▶ **STUDY MATERIAL**
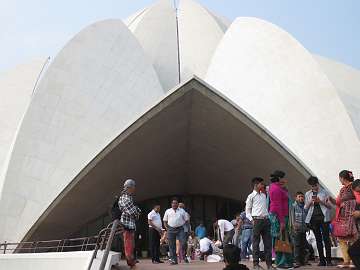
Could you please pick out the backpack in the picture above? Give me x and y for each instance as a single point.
(115, 210)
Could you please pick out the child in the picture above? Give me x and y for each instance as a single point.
(297, 216)
(232, 257)
(206, 248)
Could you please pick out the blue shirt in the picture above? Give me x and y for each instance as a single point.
(200, 232)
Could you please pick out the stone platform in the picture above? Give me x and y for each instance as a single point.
(197, 265)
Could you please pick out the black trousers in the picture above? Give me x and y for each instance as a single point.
(322, 233)
(299, 247)
(354, 253)
(262, 228)
(154, 244)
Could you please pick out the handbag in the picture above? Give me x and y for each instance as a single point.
(284, 245)
(344, 224)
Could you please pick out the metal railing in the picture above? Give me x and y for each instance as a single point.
(97, 242)
(102, 241)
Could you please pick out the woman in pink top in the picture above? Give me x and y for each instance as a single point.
(279, 215)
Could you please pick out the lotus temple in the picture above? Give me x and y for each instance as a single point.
(180, 99)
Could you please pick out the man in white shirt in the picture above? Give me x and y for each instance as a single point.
(226, 231)
(155, 231)
(187, 230)
(257, 212)
(206, 248)
(174, 220)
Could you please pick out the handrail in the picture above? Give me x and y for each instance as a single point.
(63, 245)
(103, 241)
(115, 229)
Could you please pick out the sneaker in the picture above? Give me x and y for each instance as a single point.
(343, 266)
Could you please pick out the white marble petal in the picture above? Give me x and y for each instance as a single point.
(275, 79)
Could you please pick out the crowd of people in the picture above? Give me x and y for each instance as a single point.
(273, 227)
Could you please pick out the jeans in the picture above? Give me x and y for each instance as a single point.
(354, 253)
(154, 244)
(262, 228)
(322, 233)
(228, 237)
(246, 240)
(299, 247)
(344, 246)
(129, 246)
(173, 234)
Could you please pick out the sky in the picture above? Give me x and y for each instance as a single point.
(40, 28)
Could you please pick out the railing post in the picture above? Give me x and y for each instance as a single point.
(108, 245)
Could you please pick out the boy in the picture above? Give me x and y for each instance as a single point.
(257, 213)
(354, 249)
(231, 258)
(297, 216)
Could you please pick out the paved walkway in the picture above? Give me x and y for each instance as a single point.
(147, 265)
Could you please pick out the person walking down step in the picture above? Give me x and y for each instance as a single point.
(297, 218)
(130, 213)
(225, 231)
(174, 220)
(354, 249)
(317, 203)
(257, 213)
(155, 233)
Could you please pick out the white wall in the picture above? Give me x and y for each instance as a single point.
(275, 79)
(55, 261)
(97, 85)
(16, 88)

▶ **WORK TO BE COMPLETED**
What is needed is a verbatim copy of every entry, with the pictures omitted.

▶ **ANSWER SPACE**
Could you please pick out the backpack in the picture above? Give me x and y for each instance as a single point.
(115, 210)
Could you please pick out the child in the picture above? Give me x and y for each instance as a single point.
(297, 216)
(232, 257)
(206, 248)
Could you please pick out the blue shirt in the picture above? Give me x and y for each instance as a single point.
(200, 232)
Could you please pick out the stone platform in the picture above? Give me x and y for each instance as a single point.
(197, 265)
Could you please pick out the black trousers in the picture above? Give me x and y for each instance as a single point.
(322, 233)
(299, 247)
(354, 253)
(262, 228)
(154, 244)
Could you please pick out the handbag in the picture above? Give me x and y for each instance as a single point.
(284, 245)
(344, 224)
Could you please pick out the metal railing in the picture above? Give me x and y for each instance as a single point.
(97, 242)
(102, 241)
Could you please pick out the woman in pink top in the picture above? Give me x and y for each instance as a single point.
(279, 215)
Could you please pick out the lotus temple in the picture above? Give me x and y for each instance as a single point.
(180, 99)
Could you please pick out the man in white shirt in the picture above? Give me x and y for each instance as a single point.
(226, 231)
(155, 231)
(187, 230)
(257, 212)
(206, 248)
(174, 220)
Could you please pick out the handrail in the picture above? Give me x and y for each instance as a single point.
(63, 245)
(103, 241)
(115, 229)
Could you please pick out the sneaker in the picture above? Give me x and y for each instance as a single point.
(343, 266)
Could you please pick out the white marble petal in the picture above? Give me x and y for each instance as a single point.
(275, 79)
Could you please pick out the crowd of people in the picture above? Give me x and y for each instance as a single point.
(273, 227)
Could you please pick out the jeans in the picture above? Give me x and y for each instance as a single point.
(354, 253)
(154, 244)
(262, 228)
(322, 233)
(228, 237)
(246, 240)
(299, 247)
(344, 246)
(129, 246)
(173, 234)
Could you please pick out the sky in the picture above? Give me x and y for each instance as a single point.
(40, 28)
Could you please pick out the railing post in the picture above? Give me x and y for each instance as a single point.
(108, 245)
Could you please pick out the boy in the picture above? Give me x and y for each instance as a single point.
(257, 213)
(354, 249)
(231, 258)
(297, 216)
Could you please pick out the paved walkway in the picture above? Give me x and y for each instance as a single point.
(147, 265)
Could you please pick out the person walking down step in the picture above? Give me x and y for each instance as a single point.
(297, 218)
(130, 213)
(225, 231)
(174, 220)
(354, 249)
(317, 203)
(257, 213)
(155, 233)
Could you please pick out the white wall in the picture above? Give me x and y for each instance as a single point.
(275, 79)
(55, 261)
(97, 85)
(16, 88)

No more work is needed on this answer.